(Exercise data Opens)

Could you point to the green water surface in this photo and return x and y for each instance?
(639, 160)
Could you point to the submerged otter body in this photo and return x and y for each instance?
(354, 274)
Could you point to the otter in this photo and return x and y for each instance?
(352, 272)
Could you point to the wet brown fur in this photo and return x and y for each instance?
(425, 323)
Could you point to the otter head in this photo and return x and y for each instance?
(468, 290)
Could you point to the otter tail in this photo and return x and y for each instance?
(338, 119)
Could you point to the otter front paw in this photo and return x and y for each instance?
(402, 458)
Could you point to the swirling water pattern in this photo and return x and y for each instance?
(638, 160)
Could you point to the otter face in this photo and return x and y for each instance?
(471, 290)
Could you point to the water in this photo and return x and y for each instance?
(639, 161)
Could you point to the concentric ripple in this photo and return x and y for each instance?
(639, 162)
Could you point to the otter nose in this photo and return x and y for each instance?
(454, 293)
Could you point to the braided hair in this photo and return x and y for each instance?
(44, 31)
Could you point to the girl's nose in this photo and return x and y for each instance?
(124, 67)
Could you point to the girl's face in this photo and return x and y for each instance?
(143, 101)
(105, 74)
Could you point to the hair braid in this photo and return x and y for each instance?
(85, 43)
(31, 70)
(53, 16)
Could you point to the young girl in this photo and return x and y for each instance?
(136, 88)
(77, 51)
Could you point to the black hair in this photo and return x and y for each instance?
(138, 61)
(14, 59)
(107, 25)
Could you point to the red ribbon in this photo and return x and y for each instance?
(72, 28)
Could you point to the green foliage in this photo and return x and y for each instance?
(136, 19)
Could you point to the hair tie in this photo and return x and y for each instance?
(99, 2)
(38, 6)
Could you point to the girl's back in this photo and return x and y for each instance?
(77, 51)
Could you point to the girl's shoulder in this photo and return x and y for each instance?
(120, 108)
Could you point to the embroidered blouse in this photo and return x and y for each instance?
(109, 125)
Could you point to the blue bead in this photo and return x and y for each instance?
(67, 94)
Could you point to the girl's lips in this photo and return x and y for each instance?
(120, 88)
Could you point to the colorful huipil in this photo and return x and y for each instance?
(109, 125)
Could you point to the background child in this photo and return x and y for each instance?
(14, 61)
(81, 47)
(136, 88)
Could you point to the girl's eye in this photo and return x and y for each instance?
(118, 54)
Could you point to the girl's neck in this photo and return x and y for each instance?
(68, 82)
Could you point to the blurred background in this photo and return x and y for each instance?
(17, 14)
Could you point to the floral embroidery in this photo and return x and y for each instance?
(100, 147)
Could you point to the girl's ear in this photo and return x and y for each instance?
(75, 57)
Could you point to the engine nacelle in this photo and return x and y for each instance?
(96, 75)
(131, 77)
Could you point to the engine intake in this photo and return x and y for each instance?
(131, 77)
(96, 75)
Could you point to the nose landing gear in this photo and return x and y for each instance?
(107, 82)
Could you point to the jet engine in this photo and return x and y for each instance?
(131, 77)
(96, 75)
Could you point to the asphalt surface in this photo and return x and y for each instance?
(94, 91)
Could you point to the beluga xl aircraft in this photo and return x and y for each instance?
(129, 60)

(Exercise data Closes)

Work instructions: Could you type out every entry again exactly as it stands?

Reply to the exercise:
Could you point to the green water surface in this photo and return x and y for each instance?
(639, 160)
Could you point to the submerged otter body in this photo and return x and y for each instance?
(354, 274)
Could you point to the otter in this photo and return x and y for each instance?
(352, 272)
Could you point to the wet brown fur in this photo and return x and y for each instance?
(425, 323)
Could you point to the otter head in this photo and return x and y for each instance?
(468, 290)
Could you point to the otter tail in this photo and return x and y for each instance?
(338, 119)
Could you point to the otter front paw in this photo and return x and y for each instance?
(402, 458)
Could you point to the swirling water pattern in this photo and return x and y for each instance?
(638, 160)
Could you point to the otter face in this photo and return x and y for each instance?
(471, 290)
Could you point to the water in this photo and return x and y for each instance?
(639, 161)
Could you point to the concentric ripple in this photo and return x and y for each instance?
(639, 162)
Could you point to the otter nose in this photo and return x and y for each instance?
(454, 293)
Could you point to the braided hair in this photo and return x and y for each instance?
(44, 31)
Could you point to the girl's nose in this photo and return x and y for each instance?
(124, 67)
Could you point to the girl's face in this photo and return x and y for each instance?
(143, 101)
(105, 74)
Could you point to the hair braid in this photo and return x and y for each instance?
(85, 43)
(31, 70)
(53, 16)
Could you point to the young girl in this photo and return x and y for each instance?
(136, 88)
(77, 51)
Could you point to the black hair in this photo and return x and y for each instance?
(138, 61)
(14, 59)
(107, 25)
Could you point to the red ribbon in this photo and return x and y for each instance?
(72, 28)
Could you point to the green foliage in this photo and return x and y for each instance?
(136, 19)
Could you point to the hair tie in this photo and return x and y for each instance?
(99, 2)
(38, 6)
Could you point to the girl's back in this photo and return x and y for each instance?
(77, 51)
Could you point to the girl's shoulder in this photo and return x and y for each instance?
(120, 108)
Could you point to the embroidered blouse in this photo and return x and y for each instance?
(109, 125)
Could you point to the blue bead in this photo and return x and y for each instance?
(67, 94)
Could you point to the girl's lips in this photo and return x and y for each instance?
(120, 88)
Could you point to the colorful huipil in this photo and return x and y for each instance?
(109, 125)
Could you point to the background child in this photo and return x and y for each instance?
(14, 61)
(81, 47)
(136, 88)
Could you point to the girl's eye in this photo and return x and y for each instance?
(118, 54)
Could you point to the girl's neck in this photo and return x and y for each instance?
(68, 82)
Could you point to the blurred background in this photo and return x and y for each instance?
(17, 14)
Could you point to the floral embroidery in this photo and return x and y for each instance?
(100, 147)
Could you point to the girl's ear in this photo and return x and y for each instance?
(75, 57)
Could you point to the engine nacelle in this photo and return x and y for each instance?
(96, 75)
(131, 77)
Could you point to the engine intake in this photo and return x and y for each instance?
(131, 77)
(96, 75)
Could you point to the nose landing gear in this photo and return x and y for each instance?
(107, 82)
Could you point to the jet engine in this photo and return x and y for each instance?
(131, 77)
(96, 75)
Could you point to the asphalt surface in this photo and return x and y for each instance?
(94, 91)
Could you point to the beluga xl aircraft in this photo and return x and y for each instance?
(129, 60)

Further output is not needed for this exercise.